SalesforceBulkApi
is a Ruby wrapper for the Salesforce Bulk API. It is rewritten from salesforce_bulk and adds several missing features, making it easier to perform bulk operations with Salesforce from Ruby applications.
Key features:
- Support for all Bulk API operations (create, update, upsert, delete, query)
- Comprehensive error handling
- Job and batch status monitoring
- Event listening for job lifecycle
- API call throttling and monitoring
- Performance optimized string concatenation for large batches
Add this line to your application's Gemfile:
gem 'salesforce_bulk_api'
And then execute:
bundle install
Or install it directly:
gem install salesforce_bulk_api
You can authenticate with Salesforce using either databasedotcom
or restforce
gems. Both support various authentication methods including username/password, OmniAuth, and OAuth2.
Please refer to the documentation of these gems for detailed authentication options:
require 'salesforce_bulk_api'
client = Databasedotcom::Client.new(
client_id: SFDC_APP_CONFIG["client_id"],
client_secret: SFDC_APP_CONFIG["client_secret"]
)
client.authenticate(
token: " ",
instance_url: "http://na1.salesforce.com"
)
salesforce = SalesforceBulkApi::Api.new(client)
require 'salesforce_bulk_api'
client = Restforce.new(
username: SFDC_APP_CONFIG['SFDC_USERNAME'],
password: SFDC_APP_CONFIG['SFDC_PASSWORD'],
security_token: SFDC_APP_CONFIG['SFDC_SECURITY_TOKEN'],
client_id: SFDC_APP_CONFIG['SFDC_CLIENT_ID'],
client_secret: SFDC_APP_CONFIG['SFDC_CLIENT_SECRET'],
host: SFDC_APP_CONFIG['SFDC_HOST']
)
client.authenticate!
salesforce = SalesforceBulkApi::Api.new(client)
new_account = { "name" => "Test Account", "type" => "Other" }
records_to_insert = [new_account]
# Basic usage
result = salesforce.create("Account", records_to_insert)

**The tasks**
(a) Using the SalesforceBulkApi text, answer these:
(i) Which library was SalesforceBulkApi rewritten from?
(ii) Which two gems can be used to authenticate with Salesforce?
(iii) What command installs the gem directly?
(b) Copy the stretch of the SalesforceBulkApi text from "- Comprehensive error" through "OmniAuth, and OAuth2.", keeping every character unchanged.

**Data shown**
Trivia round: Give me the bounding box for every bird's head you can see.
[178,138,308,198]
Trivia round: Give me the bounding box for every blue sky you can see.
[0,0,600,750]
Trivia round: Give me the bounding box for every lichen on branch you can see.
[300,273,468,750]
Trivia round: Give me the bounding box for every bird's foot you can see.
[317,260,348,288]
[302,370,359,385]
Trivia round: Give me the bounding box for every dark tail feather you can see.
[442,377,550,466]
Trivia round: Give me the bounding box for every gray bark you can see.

**Results for each task**
(a)
(i) salesforce_bulk
(ii) databasedotcom and restforce
(iii) gem install salesforce_bulk_api

(b)
- Comprehensive error handling
- Job and batch status monitoring
- Event listening for job lifecycle
- API call throttling and monitoring
- Performance optimized string concatenation for large batches
Add this line to your application's Gemfile:
gem 'salesforce_bulk_api'
And then execute:
bundle install
Or install it directly:
gem install salesforce_bulk_api
You can authenticate with Salesforce using either databasedotcom
or restforce
gems. Both support various authentication methods including username/password, OmniAuth, and OAuth2.